◆ **TASK PROMPT**:
Print each record below precisely, with every picture left out of the copy.

◆ **Stored data**:
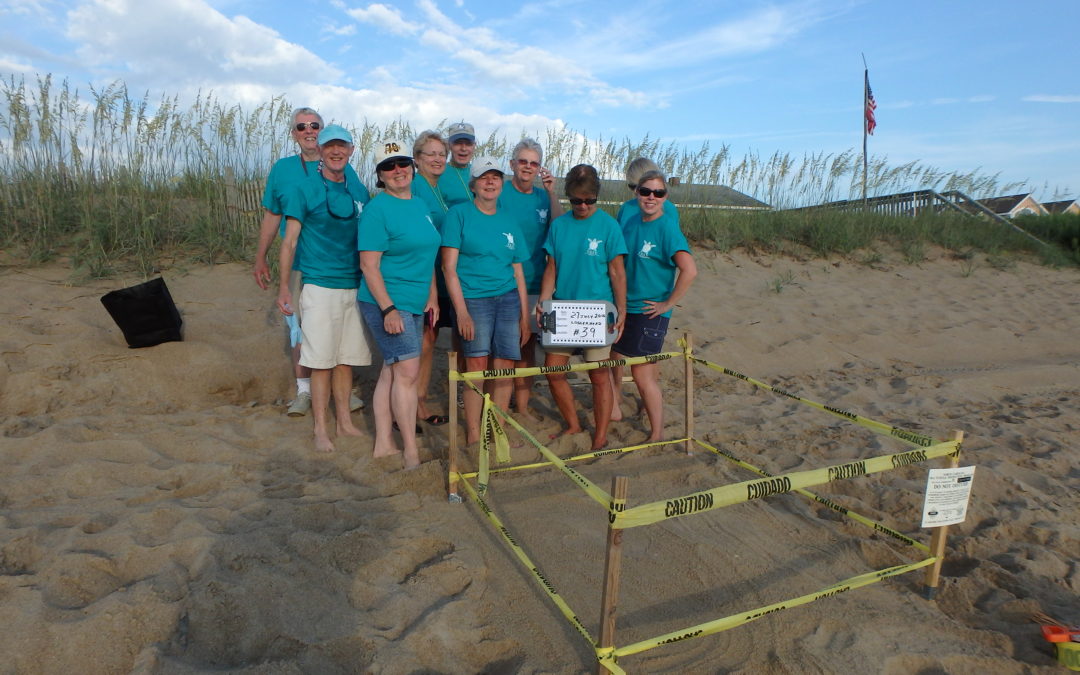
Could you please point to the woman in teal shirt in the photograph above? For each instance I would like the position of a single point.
(397, 244)
(483, 251)
(585, 253)
(659, 272)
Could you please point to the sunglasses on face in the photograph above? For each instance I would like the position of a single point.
(392, 164)
(657, 193)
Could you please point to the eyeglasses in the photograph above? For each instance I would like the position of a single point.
(657, 193)
(402, 162)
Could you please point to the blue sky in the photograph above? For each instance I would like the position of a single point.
(960, 84)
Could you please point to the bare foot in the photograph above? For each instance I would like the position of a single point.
(323, 444)
(346, 428)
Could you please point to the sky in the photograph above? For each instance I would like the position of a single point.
(961, 85)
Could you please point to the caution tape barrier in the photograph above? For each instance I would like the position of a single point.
(493, 432)
(495, 374)
(727, 495)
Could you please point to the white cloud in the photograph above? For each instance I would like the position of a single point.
(386, 17)
(1051, 98)
(187, 42)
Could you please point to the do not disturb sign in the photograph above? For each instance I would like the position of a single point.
(574, 323)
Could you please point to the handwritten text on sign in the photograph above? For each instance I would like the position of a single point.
(579, 324)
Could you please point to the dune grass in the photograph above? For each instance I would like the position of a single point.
(109, 178)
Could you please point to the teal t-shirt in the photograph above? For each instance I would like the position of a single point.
(487, 248)
(454, 184)
(531, 212)
(630, 208)
(436, 208)
(402, 229)
(284, 175)
(650, 265)
(582, 250)
(328, 238)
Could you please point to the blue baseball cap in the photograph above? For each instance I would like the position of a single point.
(334, 132)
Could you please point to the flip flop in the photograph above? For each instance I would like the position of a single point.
(419, 430)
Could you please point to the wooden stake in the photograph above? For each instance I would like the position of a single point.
(612, 569)
(688, 428)
(937, 539)
(453, 429)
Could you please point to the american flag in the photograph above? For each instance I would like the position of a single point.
(871, 105)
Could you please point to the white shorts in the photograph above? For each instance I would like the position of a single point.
(334, 333)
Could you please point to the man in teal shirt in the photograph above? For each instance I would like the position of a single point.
(454, 183)
(284, 175)
(322, 214)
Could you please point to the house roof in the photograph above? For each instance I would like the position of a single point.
(683, 194)
(1003, 204)
(1058, 206)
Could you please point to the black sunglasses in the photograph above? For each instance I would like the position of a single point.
(658, 193)
(338, 202)
(392, 164)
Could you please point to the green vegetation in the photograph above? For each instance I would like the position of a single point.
(110, 178)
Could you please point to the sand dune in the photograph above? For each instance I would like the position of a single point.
(160, 514)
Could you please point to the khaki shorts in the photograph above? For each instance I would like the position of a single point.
(588, 353)
(334, 333)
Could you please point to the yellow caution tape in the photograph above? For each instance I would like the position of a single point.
(835, 507)
(520, 553)
(905, 435)
(494, 374)
(746, 617)
(757, 488)
(589, 455)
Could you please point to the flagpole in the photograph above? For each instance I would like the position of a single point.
(866, 84)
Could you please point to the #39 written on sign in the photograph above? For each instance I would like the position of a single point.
(577, 323)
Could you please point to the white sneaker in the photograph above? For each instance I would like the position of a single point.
(300, 405)
(355, 402)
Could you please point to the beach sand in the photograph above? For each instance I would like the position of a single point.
(159, 513)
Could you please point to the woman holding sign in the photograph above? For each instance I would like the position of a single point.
(659, 272)
(483, 251)
(584, 262)
(397, 244)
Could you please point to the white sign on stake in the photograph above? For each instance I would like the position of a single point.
(947, 494)
(571, 323)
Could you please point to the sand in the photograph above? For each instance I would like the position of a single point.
(159, 513)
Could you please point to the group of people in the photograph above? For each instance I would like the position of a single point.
(453, 240)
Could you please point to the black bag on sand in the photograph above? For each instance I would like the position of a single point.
(145, 313)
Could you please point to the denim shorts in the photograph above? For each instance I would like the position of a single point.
(497, 326)
(642, 336)
(394, 348)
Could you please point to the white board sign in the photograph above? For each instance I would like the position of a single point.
(572, 323)
(947, 494)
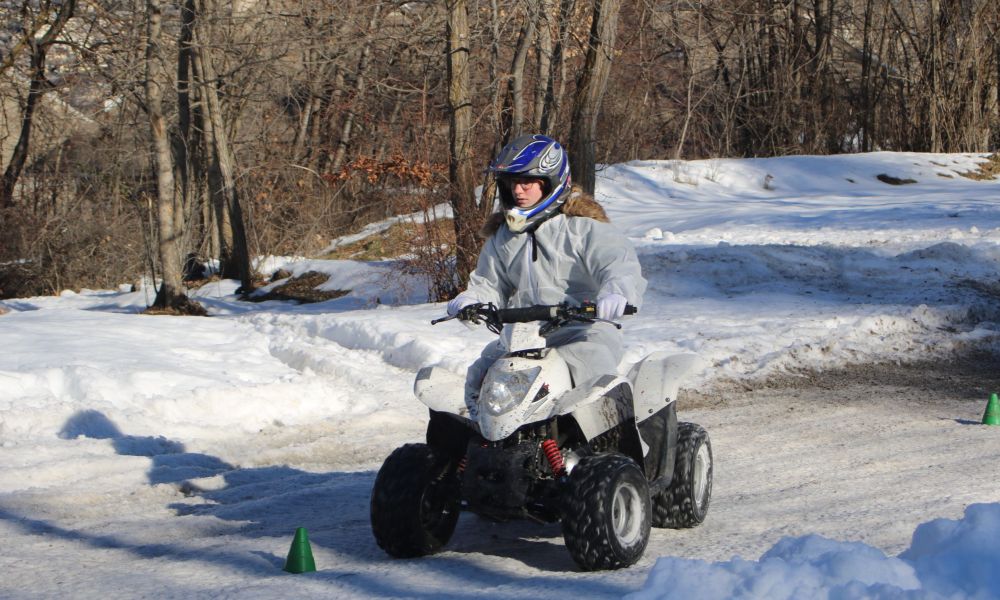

◆ **RESPONSE BELOW**:
Could you please point to the woman in teal shirt in the photograph above? For each instance I would like the position of a single point.
(397, 244)
(483, 251)
(585, 253)
(659, 272)
Could you please point to the sunglasses on face in the photograph above? For each instance I would like the position of a single point.
(392, 164)
(657, 193)
Could you please point to the eyeglasses in the photograph above? For each instance I would like the position of a single point.
(657, 193)
(402, 162)
Could you please point to the blue sky in the photograph above? For each instance I would like the position of a single point.
(960, 84)
Could you please point to the bare foot in the photograph above? For each instance I would like the position of a single point.
(323, 444)
(346, 428)
Could you please point to the sky in the photograph above? For each instance I would like the position of a single point.
(961, 85)
Could you please point to the caution tape barrier in the photograph above? For each instance I would like the position of a single point.
(493, 432)
(495, 374)
(727, 495)
Could you please point to the white cloud in the photograph above? For each instance I would like the position of a single point.
(386, 17)
(1051, 98)
(187, 42)
Could you please point to the do not disturb sign in the photograph above? For each instance I would like the position of a single point.
(574, 323)
Could you please point to the handwritten text on sign in the photograph above? For each instance I would like the position of a single point.
(579, 324)
Could you please point to the dune grass in the photograph above? For each instance I would like the position of a single point.
(109, 178)
Could you please point to the teal t-shirt in the photograph above? For each instance I would like the position of a single point.
(487, 248)
(454, 184)
(531, 212)
(630, 208)
(436, 208)
(402, 229)
(284, 175)
(650, 265)
(582, 250)
(328, 238)
Could you please point to the blue baseball cap in the photograph above? For each instance I would like the position of a single point.
(334, 132)
Could you please point to the flip flop in the photograph above? For each instance I would like the position of a single point.
(419, 430)
Could you please point to the wooden stake in the photograph above? For each instance I would like the position of a single point.
(612, 569)
(688, 428)
(937, 539)
(453, 429)
Could you please point to the american flag in the photograph above? For each instance I would like the position of a single point.
(871, 105)
Could you please point to the white shorts in the photograph above? For each instance I would like the position of a single point.
(334, 333)
Could you please point to the man in teal shirt in the photograph above? For each instance I would like the position of a single point.
(454, 183)
(284, 175)
(322, 214)
Could you please point to the house roof in the photograph above? For each instance I would like the position of a single point.
(683, 194)
(1003, 204)
(1058, 206)
Could you please point to the black sunglasses in the photograph above? For each instance I would like the position of a single point.
(658, 193)
(338, 202)
(392, 164)
Could you please point to the green vegetation in the photograph above? For each instance I would like the position of a single point.
(110, 178)
Could you please point to the sand dune in the photograph above? For each instance I would like the position of a single point.
(160, 514)
Could you please point to the khaki shorts in the photograph above? For each instance I would like the position of a single point.
(588, 353)
(334, 333)
Could you please point to the yellow caution tape in the photograph above? For each instance I would like the position of a single point.
(835, 507)
(520, 553)
(905, 435)
(494, 374)
(746, 617)
(757, 488)
(589, 455)
Could you please point to the flagpole in the photograph above? For each instance I would like the position of a single point.
(866, 84)
Could you please point to the #39 written on sign in the photograph above? For each instance I would like the position of a single point.
(577, 323)
Could you please point to the white sneaker in the photograph above? For each instance I would like the position of a single point.
(300, 405)
(355, 402)
Could you please point to the beach sand in the photograph above? For each instance I would like the position of a single point.
(159, 513)
Could you please point to the woman holding sign in the photograph above? For each instance I would like the position of a single point.
(659, 272)
(483, 251)
(584, 262)
(397, 244)
Could you please point to the white sign on stake in the photograph above? For each instance I would like the position of a single point.
(947, 494)
(571, 323)
Could you please point to the sand in the photograph above? For each instance I would like the position of a single point.
(159, 513)
Could you please point to the group of people in the photograph above? For each instance I would like the position of a single point.
(453, 240)
Could you please point to the black bag on sand in the photograph above? For each instance I would like the position of a single point.
(145, 313)
Could you please point to the denim shorts in the photograph above? For each instance I would like the position of a single point.
(497, 326)
(642, 336)
(394, 348)
Could you please point to the white board sign in the photograph above? For each instance I would like the position of a single point.
(572, 323)
(947, 494)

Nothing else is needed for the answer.